Provided material:
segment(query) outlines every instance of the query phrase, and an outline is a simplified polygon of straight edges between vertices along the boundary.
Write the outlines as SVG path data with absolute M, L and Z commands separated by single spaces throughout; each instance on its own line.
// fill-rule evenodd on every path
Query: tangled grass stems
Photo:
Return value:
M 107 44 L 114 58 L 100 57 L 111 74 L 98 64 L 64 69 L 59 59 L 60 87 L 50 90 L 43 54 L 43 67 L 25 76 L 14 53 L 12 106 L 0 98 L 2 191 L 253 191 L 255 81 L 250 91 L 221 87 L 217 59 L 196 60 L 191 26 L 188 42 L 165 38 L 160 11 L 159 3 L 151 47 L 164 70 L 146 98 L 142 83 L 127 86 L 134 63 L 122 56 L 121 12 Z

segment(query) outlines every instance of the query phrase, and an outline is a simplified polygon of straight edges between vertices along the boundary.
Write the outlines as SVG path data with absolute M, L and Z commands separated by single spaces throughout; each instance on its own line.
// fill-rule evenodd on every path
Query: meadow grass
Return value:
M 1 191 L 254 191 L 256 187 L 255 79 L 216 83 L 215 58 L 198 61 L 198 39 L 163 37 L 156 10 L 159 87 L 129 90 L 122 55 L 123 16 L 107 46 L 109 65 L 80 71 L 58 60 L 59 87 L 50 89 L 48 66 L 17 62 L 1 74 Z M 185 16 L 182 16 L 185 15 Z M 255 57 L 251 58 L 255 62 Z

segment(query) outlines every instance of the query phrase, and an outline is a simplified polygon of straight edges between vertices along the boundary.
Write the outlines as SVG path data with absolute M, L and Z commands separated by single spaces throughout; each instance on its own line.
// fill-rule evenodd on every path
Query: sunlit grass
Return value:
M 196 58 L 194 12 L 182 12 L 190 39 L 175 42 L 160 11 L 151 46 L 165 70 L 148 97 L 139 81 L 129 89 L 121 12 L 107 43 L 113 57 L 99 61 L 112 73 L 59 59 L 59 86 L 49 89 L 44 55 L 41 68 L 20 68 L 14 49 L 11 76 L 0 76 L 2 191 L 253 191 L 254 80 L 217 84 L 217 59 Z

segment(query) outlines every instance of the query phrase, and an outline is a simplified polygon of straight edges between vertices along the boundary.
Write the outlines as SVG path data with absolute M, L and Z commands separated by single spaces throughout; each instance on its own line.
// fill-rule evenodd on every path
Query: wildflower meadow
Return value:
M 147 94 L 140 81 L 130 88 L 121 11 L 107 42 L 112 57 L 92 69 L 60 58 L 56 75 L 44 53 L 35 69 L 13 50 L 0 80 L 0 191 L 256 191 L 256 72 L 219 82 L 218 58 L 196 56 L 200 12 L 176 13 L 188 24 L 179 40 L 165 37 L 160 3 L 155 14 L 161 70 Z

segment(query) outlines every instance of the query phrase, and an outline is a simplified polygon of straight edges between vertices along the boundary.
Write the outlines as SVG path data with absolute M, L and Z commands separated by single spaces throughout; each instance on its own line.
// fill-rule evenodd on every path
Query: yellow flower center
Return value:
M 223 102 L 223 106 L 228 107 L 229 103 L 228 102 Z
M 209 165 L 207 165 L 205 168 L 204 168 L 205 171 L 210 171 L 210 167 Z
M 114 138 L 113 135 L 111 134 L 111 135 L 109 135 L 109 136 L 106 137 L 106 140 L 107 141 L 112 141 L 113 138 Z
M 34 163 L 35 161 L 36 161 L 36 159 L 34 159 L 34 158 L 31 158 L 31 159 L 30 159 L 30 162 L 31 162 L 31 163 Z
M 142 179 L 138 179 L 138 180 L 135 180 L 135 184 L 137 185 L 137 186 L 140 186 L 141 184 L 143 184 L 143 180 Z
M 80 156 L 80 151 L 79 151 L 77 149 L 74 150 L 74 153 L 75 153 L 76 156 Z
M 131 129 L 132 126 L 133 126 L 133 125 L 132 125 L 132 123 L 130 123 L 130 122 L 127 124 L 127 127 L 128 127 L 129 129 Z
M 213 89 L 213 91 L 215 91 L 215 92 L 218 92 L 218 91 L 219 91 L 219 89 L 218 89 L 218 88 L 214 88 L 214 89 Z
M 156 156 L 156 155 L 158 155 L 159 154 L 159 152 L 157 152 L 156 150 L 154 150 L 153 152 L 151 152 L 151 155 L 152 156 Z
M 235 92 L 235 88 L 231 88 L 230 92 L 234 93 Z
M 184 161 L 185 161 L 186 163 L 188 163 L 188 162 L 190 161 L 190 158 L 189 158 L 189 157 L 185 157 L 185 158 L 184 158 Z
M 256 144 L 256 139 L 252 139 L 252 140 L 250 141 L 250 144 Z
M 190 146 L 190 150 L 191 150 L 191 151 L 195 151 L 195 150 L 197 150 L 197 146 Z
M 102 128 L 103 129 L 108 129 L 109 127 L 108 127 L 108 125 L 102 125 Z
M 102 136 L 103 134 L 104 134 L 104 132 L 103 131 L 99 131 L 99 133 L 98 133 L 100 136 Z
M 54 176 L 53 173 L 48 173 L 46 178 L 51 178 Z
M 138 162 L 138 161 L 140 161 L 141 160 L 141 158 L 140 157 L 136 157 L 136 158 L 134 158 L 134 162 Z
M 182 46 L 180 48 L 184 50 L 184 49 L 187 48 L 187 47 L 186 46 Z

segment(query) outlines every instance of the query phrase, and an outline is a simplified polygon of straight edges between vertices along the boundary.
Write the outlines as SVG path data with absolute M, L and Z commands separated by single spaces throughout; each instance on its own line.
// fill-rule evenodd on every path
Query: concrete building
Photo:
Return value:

Given exercise: Rewrite the material above as a Markdown table with two columns, Row and Line. Give every nonblank line its own row, numbered in order, and leave out the blank lines.

Worked solution:
| Row | Line |
|---|---|
| 1 | segment(query) outlines every instance of the query phrase, and an outline is a simplified polygon of straight edges between vertices along the boundary. |
| 2 | Write the outlines as SVG path data with absolute M, L and Z commands separated by single spaces throughout; each instance on its own line. |
| 3 | // fill-rule evenodd on every path |
| 4 | Query: tangled grass stems |
| 5 | Photo: |
| 6 | Return value: |
| 7 | M 107 44 L 114 58 L 100 57 L 111 74 L 98 64 L 64 69 L 59 59 L 60 87 L 50 90 L 43 54 L 43 67 L 25 76 L 14 53 L 12 106 L 0 98 L 2 191 L 253 191 L 255 81 L 250 91 L 221 87 L 217 59 L 196 60 L 191 26 L 188 42 L 165 38 L 160 11 L 159 3 L 151 47 L 164 70 L 146 98 L 142 83 L 127 86 L 134 63 L 122 56 L 121 12 Z |
| 8 | segment(query) outlines every instance of the query phrase, and an outline is a simplified polygon of straight edges between vertices along the boundary. |
| 9 | Write the outlines as SVG path data with absolute M, L and Z commands separated by single spaces throughout; each instance on its own line. |
| 10 | // fill-rule evenodd on every path |
| 11 | Query: meadow grass |
| 12 | Return value: |
| 13 | M 1 191 L 254 191 L 256 187 L 255 79 L 216 83 L 215 58 L 198 61 L 198 39 L 163 37 L 156 10 L 159 87 L 129 90 L 122 55 L 123 16 L 107 46 L 109 65 L 80 71 L 58 60 L 59 87 L 50 89 L 48 66 L 17 62 L 1 74 Z M 185 16 L 182 16 L 185 15 Z M 255 57 L 251 58 L 255 62 Z |
| 14 | segment(query) outlines every instance of the query phrase, and an outline is a simplified polygon of straight edges between vertices along the boundary. |
| 15 | Write the outlines as SVG path data with absolute M, L and Z commands separated by single spaces throughout; each instance on its own line. |
| 16 | // fill-rule evenodd on every path |
| 17 | Query: sunlit grass |
| 18 | Return value: |
| 19 | M 196 58 L 194 12 L 182 12 L 190 39 L 175 42 L 160 11 L 151 46 L 165 70 L 148 97 L 139 81 L 129 89 L 121 12 L 107 43 L 113 57 L 99 61 L 112 73 L 59 59 L 59 86 L 49 89 L 44 55 L 41 68 L 20 68 L 14 49 L 11 76 L 0 76 L 2 191 L 253 191 L 254 80 L 217 84 L 217 59 Z |
| 20 | segment(query) outlines every instance of the query phrase, and an outline is a simplified polygon of straight edges between vertices along the boundary. |
| 21 | Write the outlines as SVG path data with absolute M, L and Z commands separated by single spaces throughout; each instance on its own line. |
| 22 | // fill-rule evenodd on every path |
| 23 | Query: wildflower meadow |
| 24 | Return value: |
| 25 | M 147 94 L 140 81 L 130 88 L 121 11 L 107 42 L 112 57 L 92 69 L 60 58 L 56 75 L 44 53 L 35 69 L 13 50 L 0 80 L 0 191 L 256 191 L 256 72 L 219 82 L 218 58 L 196 56 L 200 12 L 176 13 L 188 24 L 179 40 L 165 37 L 160 3 L 155 14 L 161 70 Z |
| 26 | segment(query) outlines every instance of the query phrase, and an outline is a simplified polygon of straight edges between vertices along the boundary. |
| 27 | Write the outlines as SVG path data with absolute M, L and Z commands separated by single spaces throughout; each instance on its own line. |
| 28 | // fill-rule evenodd on every path |
| 29 | Query: yellow flower center |
| 30 | Return value: |
| 31 | M 223 102 L 223 106 L 228 107 L 229 103 L 228 102 Z |
| 32 | M 209 165 L 207 165 L 205 168 L 204 168 L 205 171 L 210 171 L 210 167 Z |
| 33 | M 114 138 L 113 135 L 111 134 L 111 135 L 109 135 L 109 136 L 106 137 L 106 140 L 107 141 L 112 141 L 113 138 Z |
| 34 | M 34 163 L 35 161 L 36 161 L 36 159 L 34 159 L 34 158 L 31 158 L 31 159 L 30 159 L 30 162 L 31 162 L 31 163 Z |
| 35 | M 142 179 L 138 179 L 138 180 L 135 180 L 135 184 L 137 185 L 137 186 L 140 186 L 141 184 L 143 184 L 143 180 Z |
| 36 | M 80 156 L 80 151 L 79 151 L 77 149 L 74 150 L 74 153 L 75 153 L 76 156 Z |
| 37 | M 131 129 L 132 126 L 133 126 L 133 125 L 132 125 L 132 123 L 130 123 L 130 122 L 127 124 L 127 127 L 128 127 L 129 129 Z |
| 38 | M 213 89 L 213 91 L 215 91 L 215 92 L 218 92 L 218 91 L 219 91 L 219 89 L 218 89 L 218 88 L 214 88 L 214 89 Z |
| 39 | M 156 156 L 156 155 L 158 155 L 159 154 L 159 152 L 157 152 L 156 150 L 154 150 L 153 152 L 151 152 L 151 155 L 152 156 Z |
| 40 | M 235 92 L 235 88 L 231 88 L 230 92 L 234 93 Z |
| 41 | M 184 161 L 185 161 L 186 163 L 188 163 L 188 162 L 190 161 L 190 158 L 189 158 L 189 157 L 185 157 L 185 158 L 184 158 Z |
| 42 | M 256 144 L 256 139 L 252 139 L 252 140 L 250 141 L 250 144 Z |
| 43 | M 190 146 L 190 150 L 191 150 L 191 151 L 195 151 L 195 150 L 197 150 L 197 146 Z |
| 44 | M 102 128 L 103 129 L 108 129 L 109 127 L 108 127 L 108 125 L 102 125 Z |
| 45 | M 102 136 L 103 134 L 104 134 L 104 132 L 103 131 L 99 131 L 99 133 L 98 133 L 100 136 Z |
| 46 | M 54 176 L 53 173 L 48 173 L 46 178 L 51 178 Z |
| 47 | M 138 162 L 138 161 L 140 161 L 141 160 L 141 158 L 140 157 L 136 157 L 136 158 L 134 158 L 134 162 Z |
| 48 | M 182 46 L 180 48 L 184 50 L 184 49 L 187 48 L 187 47 L 186 46 Z |
| 49 | segment(query) outlines every instance of the query phrase, and an outline is a simplified polygon of straight edges between vertices along the boundary. |
| 50 | Write the outlines as SVG path data with absolute M, L and Z commands separated by single spaces throughout; each instance on its own line. |
| 51 | // fill-rule evenodd on every path |
| 52 | Query: concrete building |
| 53 | Photo: |
| 54 | Return value: |